- Your objective -
Repeat word for word the part of the essay on fear below, from "In his State" to "Australia conducts itself.".

- Selected passage -
By Dr George Venturini*

Testing the thesis (continued)

12

(Obsession with crime and punishment)

The State lives on fear. Today, it is the fear of ‘terrorists’, which is a manufactured threat, meant to scare people into handing over their rights and dignity to the tricksters in power. “Our twentieth century is the century of fear,” wrote Camus in his article ‘The century of fear’ for Combat, the newspaper which had supported the French Resistance to Nazi occupation during the second world war. Camus said that fear could be regarded as a developed science, and that “its perfected technology threatens the entire world with destruction.” The time? November 1946. The truth of that statement came to fruition in the last century, but it has taken on new meaning since the 11 September 2001 attacks, especially when one considers the mindless reaction which was engineered and orchestrated by individuals at the highest levels of the United States Government who are interested in making the 21st century just as fearful and war-like as the last. 9/11 was obviously no ordinary event. It created a state of suggestibility in the American people, which is one of the means of indoctrinating ordinary people both religiously and politically. America was not always so ugly as today.

In his State of the Union address, on 6 January 1941 President Franklin D. Roosevelt proposed four fundamental freedoms that people “everywhere in the world” ought to enjoy: 1. Freedom of speech and expression, 2. Freedom of worship, 3. Freedom from want, and 4. Freedom from fear.

Present day Australia has secured – more or less – the first three. As for the fourth, Alan Renouf, one of Australia’s most experienced diplomats, felt bound to give the title The frightened country to his memoirs of Australian foreign policy. He published the work in 1979 upon his return from Washington where he had been a well respected ambassador. His thesis was that an “unreasoning fearfulness” sits at the heart of Australia’s relations with the world. The country lives in fear of its neighbourhood. That fear has several deep consequences for the way Australia conducts itself.

The ‘White Australia’ policy, built on anger at the Chinese who had come to Australia during the gold rushes of the second half of the 19th century, came to a political head in 1888. Of the 40,721 Chinese who had come to Australia, accounting for a peak of just 3.3 per cent of the national population, 36,049 eventually left. This was Australia’s experience of the so-called Asian hordes. It was a defining moment for the country’s social and political evolution. The Chinese lingered in the collective national consciousness as the alien masses for which Australia has spent the rest of its history anxiously scanning the horizon.

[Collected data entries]
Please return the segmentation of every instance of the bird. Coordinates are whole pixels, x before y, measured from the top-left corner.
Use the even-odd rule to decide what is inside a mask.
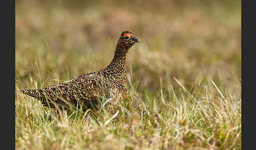
[[[99,100],[102,101],[103,97],[116,102],[125,87],[128,51],[140,41],[132,33],[123,31],[116,44],[114,58],[104,69],[61,83],[18,92],[36,98],[43,105],[51,108],[57,105],[66,109],[70,104],[76,106],[78,101],[83,102],[90,108],[92,104],[97,104]]]

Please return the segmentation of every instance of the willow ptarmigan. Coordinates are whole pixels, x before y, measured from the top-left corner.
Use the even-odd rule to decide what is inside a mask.
[[[103,97],[116,100],[125,86],[127,52],[139,41],[140,39],[133,33],[123,31],[111,62],[101,71],[84,74],[58,84],[19,92],[41,100],[43,105],[51,108],[55,107],[54,103],[66,108],[68,105],[65,101],[75,105],[77,101],[83,101],[86,106],[90,107],[88,105]]]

- Reply -
In his State of the Union address, on 6 January 1941 President Franklin D. Roosevelt proposed four fundamental freedoms that people “everywhere in the world” ought to enjoy: 1. Freedom of speech and expression, 2. Freedom of worship, 3. Freedom from want, and 4. Freedom from fear.

Present day Australia has secured – more or less – the first three. As for the fourth, Alan Renouf, one of Australia’s most experienced diplomats, felt bound to give the title The frightened country to his memoirs of Australian foreign policy. He published the work in 1979 upon his return from Washington where he had been a well respected ambassador. His thesis was that an “unreasoning fearfulness” sits at the heart of Australia’s relations with the world. The country lives in fear of its neighbourhood. That fear has several deep consequences for the way Australia conducts itself.